Exercise passage

- - - - -

The FDA on Wednesday approved ivabradine (Corlanor), Amgen’s new heart failure drug. The drug has been available for several years in Europe, where it is sold by Servier under the brand names of Corlentor and Procoralan.
Ivabradine was approved for the reduction of hospitalization from worsening heart failure. It is indicated for use in stable heart failure patients who are in sinus rhythm, have a resting heart rate of at least 70 bpm, and who are also taking the highest tolerable dose of a beta blocker. Ivabradine slows the rate of the heart by inhibiting the so-called “funny” current within the heart’s natural pacemaker, the sinoatrial node.
The funny current is an inward cation flux which helps initiate diastolic depolarization in pacemaker cells. So, if you inhibit the funny current heart rate slows. I have seen the FDA press release for consumers but not the product labeling. From the press release:
Corlanor is approved for use in certain people who have long-lasting (chronic) heart failure caused by the lower-left part of their heart not contracting well. The drug is indicated for patients who have symptoms of heart failure that are stable, a normal heartbeat with a resting heart rate of at least 70 beats per minute and are also taking beta blockers at the highest dose they can tolerate.
Reading between the lines it would appear that the drug is approved for patients with systolic dysfuction. The proviso concerning beta blockers, it would seem to me, will restrict the use of the drug, since many patients at the limits of beta blocker tolerance are there due to low heart rate. The niche for ivabradine may be in those patients at the limits of beta blocker tolerance for blood pressure reasons who still have a heart rate of at least 70.
An often forgotten fact is that heart rate reduction by itself is good for patients with heart failure. That was the premise of the the SHIFT study, the results of which are the basis of the drug's approval. From the Lancet paper:
Raised resting heart rate is a marker of cardiovascular risk. We postulated that heart rate is also a risk factor for cardiovascular events in heart failure. In the SHIFT trial, patients with chronic heart failure were treated with the selective heart-rate-lowering agent ivabradine. We aimed to test our hypothesis by investigating the association between heart rate and events in this patient population...

- - - - -

Records supplied

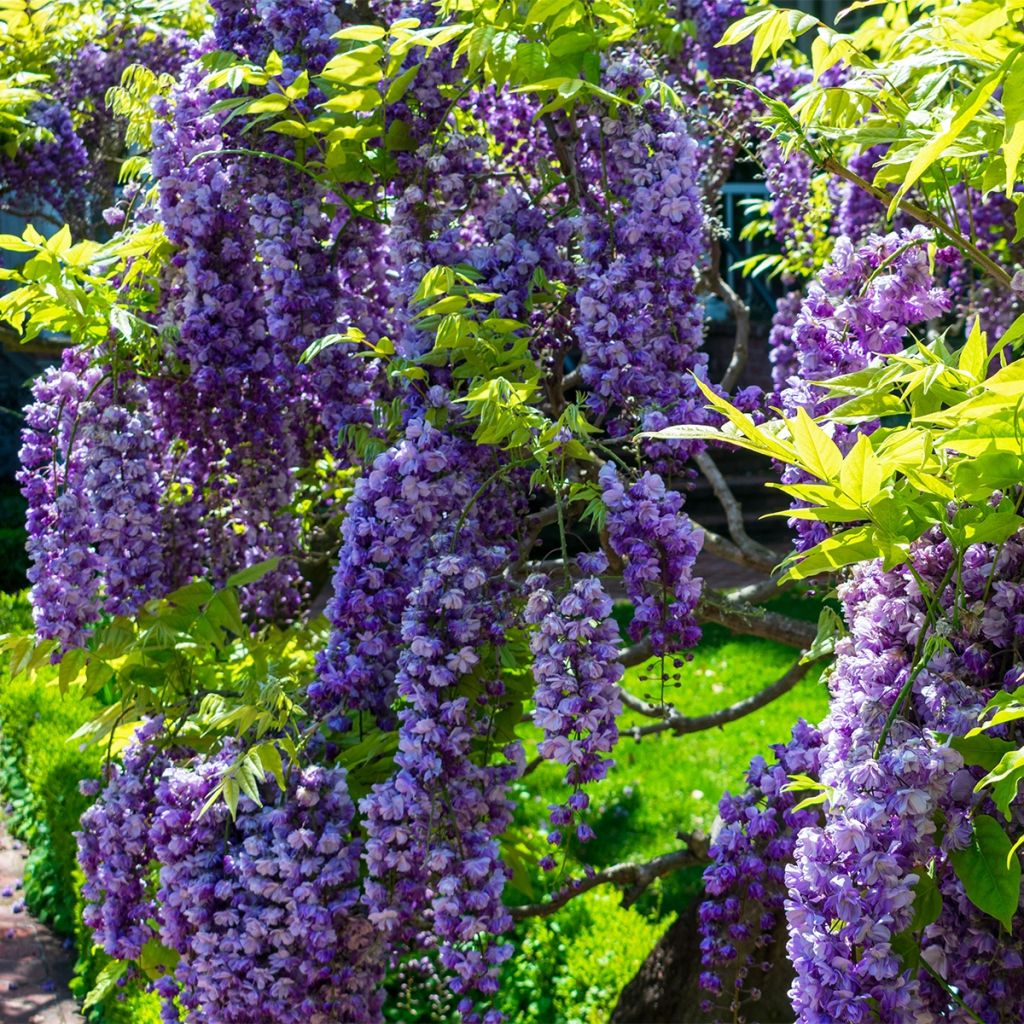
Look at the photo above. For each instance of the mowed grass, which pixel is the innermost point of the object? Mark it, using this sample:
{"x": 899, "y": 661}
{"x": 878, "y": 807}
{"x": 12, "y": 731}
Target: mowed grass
{"x": 666, "y": 783}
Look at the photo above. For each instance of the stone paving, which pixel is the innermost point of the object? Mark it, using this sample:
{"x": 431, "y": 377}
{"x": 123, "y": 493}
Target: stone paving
{"x": 35, "y": 967}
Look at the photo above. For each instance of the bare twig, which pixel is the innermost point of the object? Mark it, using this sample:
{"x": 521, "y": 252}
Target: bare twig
{"x": 740, "y": 313}
{"x": 758, "y": 593}
{"x": 986, "y": 263}
{"x": 752, "y": 621}
{"x": 634, "y": 879}
{"x": 535, "y": 523}
{"x": 756, "y": 553}
{"x": 680, "y": 725}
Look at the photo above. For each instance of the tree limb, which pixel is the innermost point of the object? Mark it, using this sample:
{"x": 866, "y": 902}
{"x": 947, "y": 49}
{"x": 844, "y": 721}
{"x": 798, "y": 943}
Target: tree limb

- - - - -

Problem A
In the article on the ivabradine approval, rewrite the passage between "An often forgotten" and "this patient population...", inclusive, swapping "postulated" for "proposed".
Problem B
Pick up the article on the ivabradine approval where it stops and write what comes next.

Task result A
An often forgotten fact is that heart rate reduction by itself is good for patients with heart failure. That was the premise of the the SHIFT study, the results of which are the basis of the drug's approval. From the Lancet paper:
Raised resting heart rate is a marker of cardiovascular risk. We proposed that heart rate is also a risk factor for cardiovascular events in heart failure. In the SHIFT trial, patients with chronic heart failure were treated with the selective heart-rate-lowering agent ivabradine. We aimed to test our hypothesis by investigating the association between heart rate and events in this patient population...

Task result B
In the placebo group, patients with the highest heart rates (greater than or equal to 87 beats per min [bpm], n=682, 286 events) were at more than two-fold higher risk for the primary composite endpoint than were patients with the lowest heart rates (70 to less than 72 bpm, n=461, 92 events; hazard ratio [HR] 2·34, 95% CI 1·84–2·98, p less than 0·0001). Risk of primary composite endpoint events increased by 3% with every beat increase from baseline heart rate and 16% for every 5-bpm increase. In the ivabradine group, there was a direct association between heart rate achieved at 28 days and subsequent cardiac outcomes. Patients with heart rates lower than 60 bpm at 28 days on treatment had fewer primary composite endpoint events during the study (n=1192; event rate 17·4%, 95% CI 15·3–19·6) than did patients with higher heart rates. The effect of ivabradine is accounted for by heart-rate reduction, as shown by the neutralisation of the treatment effect after adjustment for change of heart rate at 28 days (HR 0·95, 0·85–1·06, p=0·352).
Our analysis confirms that high heart rate is a risk factor in heart failure. Selective lowering of heart rates with ivabradine improves cardiovascular outcomes. Heart rate is an important target for treatment of heart failure.